**EXERCISE:** The data is to be set down once more, exactly as it reads.

Natural language region descriptions

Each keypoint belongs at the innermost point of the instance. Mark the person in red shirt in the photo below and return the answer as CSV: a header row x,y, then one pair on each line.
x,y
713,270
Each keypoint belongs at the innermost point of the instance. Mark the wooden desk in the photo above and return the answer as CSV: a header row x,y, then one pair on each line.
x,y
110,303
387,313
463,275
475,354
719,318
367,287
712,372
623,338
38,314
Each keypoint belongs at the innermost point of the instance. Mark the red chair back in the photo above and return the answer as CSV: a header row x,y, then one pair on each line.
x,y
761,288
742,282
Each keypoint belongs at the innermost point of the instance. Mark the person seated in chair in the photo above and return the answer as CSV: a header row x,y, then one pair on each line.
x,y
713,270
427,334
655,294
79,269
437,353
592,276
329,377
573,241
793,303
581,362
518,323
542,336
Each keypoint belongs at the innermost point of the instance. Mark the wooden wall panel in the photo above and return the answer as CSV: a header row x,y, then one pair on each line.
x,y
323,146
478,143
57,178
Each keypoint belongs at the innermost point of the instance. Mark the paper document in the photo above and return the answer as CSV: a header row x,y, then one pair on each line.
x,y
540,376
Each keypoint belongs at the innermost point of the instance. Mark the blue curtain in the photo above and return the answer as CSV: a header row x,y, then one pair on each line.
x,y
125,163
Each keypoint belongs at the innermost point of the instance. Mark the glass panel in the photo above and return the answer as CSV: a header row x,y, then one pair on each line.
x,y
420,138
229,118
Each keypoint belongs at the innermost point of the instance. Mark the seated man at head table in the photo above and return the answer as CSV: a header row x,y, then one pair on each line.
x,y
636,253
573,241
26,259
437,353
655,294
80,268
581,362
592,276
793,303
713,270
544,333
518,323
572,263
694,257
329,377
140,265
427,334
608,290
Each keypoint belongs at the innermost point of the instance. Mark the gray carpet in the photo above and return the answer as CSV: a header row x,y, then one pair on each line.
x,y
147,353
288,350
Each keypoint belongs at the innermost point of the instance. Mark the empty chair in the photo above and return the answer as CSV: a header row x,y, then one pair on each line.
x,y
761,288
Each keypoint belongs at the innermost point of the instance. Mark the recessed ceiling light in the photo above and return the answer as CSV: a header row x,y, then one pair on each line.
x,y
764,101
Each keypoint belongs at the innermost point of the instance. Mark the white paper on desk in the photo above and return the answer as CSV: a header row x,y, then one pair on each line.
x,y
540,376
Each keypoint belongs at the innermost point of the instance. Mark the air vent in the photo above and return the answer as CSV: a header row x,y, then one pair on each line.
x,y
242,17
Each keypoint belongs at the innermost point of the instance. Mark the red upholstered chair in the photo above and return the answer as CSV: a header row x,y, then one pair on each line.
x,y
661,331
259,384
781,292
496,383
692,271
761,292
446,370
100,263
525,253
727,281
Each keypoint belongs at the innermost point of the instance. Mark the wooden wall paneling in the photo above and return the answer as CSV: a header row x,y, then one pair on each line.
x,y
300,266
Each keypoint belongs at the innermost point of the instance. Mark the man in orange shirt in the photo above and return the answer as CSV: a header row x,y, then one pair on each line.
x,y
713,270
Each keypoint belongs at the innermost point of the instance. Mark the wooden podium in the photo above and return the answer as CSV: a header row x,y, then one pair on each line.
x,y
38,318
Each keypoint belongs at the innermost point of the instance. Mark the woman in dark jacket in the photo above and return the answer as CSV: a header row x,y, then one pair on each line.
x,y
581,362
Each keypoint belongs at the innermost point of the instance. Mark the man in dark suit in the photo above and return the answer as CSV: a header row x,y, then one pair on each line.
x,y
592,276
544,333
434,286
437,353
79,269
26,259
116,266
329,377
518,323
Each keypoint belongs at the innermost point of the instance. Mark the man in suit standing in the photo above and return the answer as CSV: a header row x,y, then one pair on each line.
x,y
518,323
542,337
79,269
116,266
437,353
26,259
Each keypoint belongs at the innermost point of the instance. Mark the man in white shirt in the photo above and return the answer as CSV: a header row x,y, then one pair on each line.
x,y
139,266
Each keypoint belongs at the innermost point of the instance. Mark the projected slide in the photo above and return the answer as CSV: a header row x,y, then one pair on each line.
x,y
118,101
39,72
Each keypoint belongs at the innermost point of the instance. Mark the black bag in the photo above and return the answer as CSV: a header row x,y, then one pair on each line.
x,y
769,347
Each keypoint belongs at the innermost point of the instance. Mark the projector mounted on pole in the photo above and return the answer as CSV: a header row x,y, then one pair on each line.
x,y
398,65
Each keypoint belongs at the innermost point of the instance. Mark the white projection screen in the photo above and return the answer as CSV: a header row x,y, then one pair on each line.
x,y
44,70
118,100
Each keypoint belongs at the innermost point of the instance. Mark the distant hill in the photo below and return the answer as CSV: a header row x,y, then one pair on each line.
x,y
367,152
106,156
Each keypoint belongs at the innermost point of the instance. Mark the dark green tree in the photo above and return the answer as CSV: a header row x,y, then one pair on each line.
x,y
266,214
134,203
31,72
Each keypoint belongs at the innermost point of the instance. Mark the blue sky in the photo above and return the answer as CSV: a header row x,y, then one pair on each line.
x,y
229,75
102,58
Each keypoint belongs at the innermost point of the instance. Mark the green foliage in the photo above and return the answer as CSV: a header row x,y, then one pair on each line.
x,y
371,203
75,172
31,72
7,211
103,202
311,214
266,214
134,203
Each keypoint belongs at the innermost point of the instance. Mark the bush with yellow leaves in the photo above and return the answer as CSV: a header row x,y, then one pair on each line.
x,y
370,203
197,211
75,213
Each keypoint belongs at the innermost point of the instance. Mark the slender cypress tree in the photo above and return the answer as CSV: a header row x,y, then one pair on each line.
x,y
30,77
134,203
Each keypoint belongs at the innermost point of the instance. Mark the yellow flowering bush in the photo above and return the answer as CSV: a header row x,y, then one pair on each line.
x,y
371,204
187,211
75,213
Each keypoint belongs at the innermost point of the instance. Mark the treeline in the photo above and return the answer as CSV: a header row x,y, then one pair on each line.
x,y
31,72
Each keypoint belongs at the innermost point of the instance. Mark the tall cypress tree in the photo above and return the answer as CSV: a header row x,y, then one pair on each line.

**WRITTEN RESPONSE:**
Each keypoint belongs at the innermost point of the instance. Mark the person in red shirt in the photo below and return the answer as CSV: a header row x,y, then one pair on each line.
x,y
713,270
Each keypoint belongs at the innermost point of the instance. Mark the wooden desk in the photo above and return the answer as CSV: a header row x,y, then one pair on each line.
x,y
110,303
387,313
463,275
475,354
719,318
367,287
712,372
623,338
38,314
Each keypoint belongs at the innermost point of the instance. Mark the red chair back in the photo above and return the answer as CSV: a header row x,y, then one pair on each line.
x,y
761,288
742,282
Each keypoint belongs at the innermost point of the instance. Mark the person seated in chair in the photo above and return the answer as CSV: a header row x,y, then one pair on each line.
x,y
713,270
427,334
655,294
79,269
437,353
592,276
329,377
573,241
793,303
581,362
518,323
542,336
Each keypoint belongs at the innermost point of the instance. Mark the wooden wall panel in the photo above and return the answer as CSV: a header row x,y, then one pair on each line.
x,y
323,146
478,143
57,178
Each keypoint belongs at the innermost point of the instance. Mark the paper document in the photo above and return the answer as CSV: a header row x,y, then one pair on each line.
x,y
540,376
Each keypoint belongs at the innermost point of the instance. Mark the blue curtain in the photo above and return the answer as CSV: a header row x,y, then one pair on each line.
x,y
125,163
Each keypoint belongs at the innermost point of the instance. Mark the glass panel in the photo above and return the answer as CSV: a header row x,y, then one pair on each line.
x,y
420,138
229,118
Each keypoint belongs at the innermost point of the instance. Mark the seated man at head table in the photo above and return the answer as CSV: a header row x,y, then one pair on each line.
x,y
636,253
573,241
26,259
437,353
655,294
80,268
581,362
592,276
793,303
713,270
544,333
518,323
572,263
694,257
329,377
140,265
427,334
608,290
Each keypoint belongs at the innermost point of the instance. Mark the gray carpet in the photo above and return the answer as CSV: a header row x,y, then one pair on each line.
x,y
147,353
288,350
Each keypoint belongs at the innermost point of the instance. Mark the empty chair in the photo above and return the answer as CSV: a header row x,y, then one pair on each line.
x,y
761,288
Each keypoint belongs at the innermost point of the instance. Mark the recessed ceiling light in the photo above and return the answer as CSV: a header row x,y, then one pair on each line.
x,y
764,101
Each keypoint belongs at the innermost point of the instance. Mark the white paper on desk in the photo above and return the answer as CSV: a header row x,y, then one pair on each line.
x,y
540,376
Each keypoint belongs at the innermost point of the instance. Mark the air vent in the photo above and return the answer as CSV: a header row x,y, then one pair on each line.
x,y
242,17
Each keypoint belongs at the innermost point of the instance. Mark the red upholstered chair in the photo above and return the answer as CSV: a header row x,y, then one pair on each line.
x,y
661,331
259,384
781,292
496,383
692,271
761,292
446,370
100,263
525,253
727,281
Each keypoint belongs at the innermost point of the instance. Mark the wooden wall paneling in the photo above and return the answer as CSV: a header row x,y, then one pair on each line.
x,y
300,266
Each keypoint belongs at the innermost point of the instance. Mark the man in orange shirt in the photo above and return the answer as CSV: a header row x,y, then one pair on each line.
x,y
713,270
Each keypoint belongs at the innermost point of the instance. Mark the wooden podium in the photo above and return the answer as CSV: a header row x,y, then one pair on each line.
x,y
38,318
Each keypoint belongs at the innermost point of the instance. Mark the woman in dark jacket in the photo above and return the answer as CSV: a header row x,y, then one pair on each line.
x,y
581,362
Each keypoint belongs at the innermost point of the instance. Mark the man in dark suit in the photo above and return the answer as CSV: a header row x,y, then one pair on each line.
x,y
592,276
544,333
434,286
437,353
79,269
26,259
116,266
329,377
518,323
Each keypoint belongs at the innermost point of the instance. Mark the man in suit standing in the photo above and return the answer as CSV: a header row x,y, then one pair on each line.
x,y
518,323
542,337
79,269
116,266
437,353
26,259
Each keypoint belongs at the innermost point of the instance. Mark the man in white shirt in the photo above and return the answer as CSV: a header row x,y, then one pair on each line.
x,y
139,266
Each keypoint belongs at the innermost point of the instance. Mark the projected slide in the photo above and return the answer as CSV: a header row x,y, then one pair on each line.
x,y
118,101
39,72
Each keypoint belongs at the innermost point of the instance. Mark the black bag in the photo above and return the answer as CSV: a header row x,y, then one pair on each line.
x,y
769,347
Each keypoint belongs at the innermost point of the instance. Mark the projector mounted on pole in the photo above and return the answer as CSV: a header row x,y, then one pair on each line.
x,y
398,65
Each keypoint belongs at the innermost point of the instance. Mark the white projection screen in the photo above and return the answer as CSV: a header row x,y, then one pair on each line.
x,y
44,70
118,100
Each keypoint belongs at the innermost point of the instance. Mark the distant hill in the photo below and return the answer as CSV: a header row x,y, then one pair on each line.
x,y
367,152
106,156
Each keypoint belongs at the innermost point of the instance. Mark the dark green tree in the photo above and return the answer as CSV: a header row x,y, then one pair on each line.
x,y
266,214
134,203
31,72
Each keypoint belongs at the innermost point of the instance. Mark the blue sky in the photo above and return the answer as CSV: a header row x,y, then one pair on each line.
x,y
229,75
102,58
Each keypoint belongs at the innermost point of the instance. Mark the green foliage in the photo above and return the answer as CSV: a header row x,y, then one pair on each line.
x,y
371,203
75,172
31,72
7,211
103,202
311,214
266,214
134,203
Each keypoint belongs at the innermost point of the instance. Mark the bush with yellow leaves in the photo above and return the answer as CSV: a header row x,y, then one pair on each line.
x,y
370,203
197,211
75,213
Each keypoint belongs at the innermost point of the instance. Mark the slender cypress tree in the photo above and return the answer as CSV: a header row x,y, then one pair on each line.
x,y
30,77
134,203
Each keypoint belongs at the innermost point of the instance. Mark the yellow flowering bush in the photo above and return the answer as CSV: a header row x,y, then one pair on each line.
x,y
371,204
187,211
75,213
Each keypoint belongs at the innermost point of the instance. Mark the treeline in the photo above and return the answer as CSV: a header row x,y, then one pair on each line.
x,y
31,72
Each keypoint belongs at the innermost point of the instance. Mark the tall cypress tree in the photo above and return the answer as CSV: a header row x,y, then one pair on each line.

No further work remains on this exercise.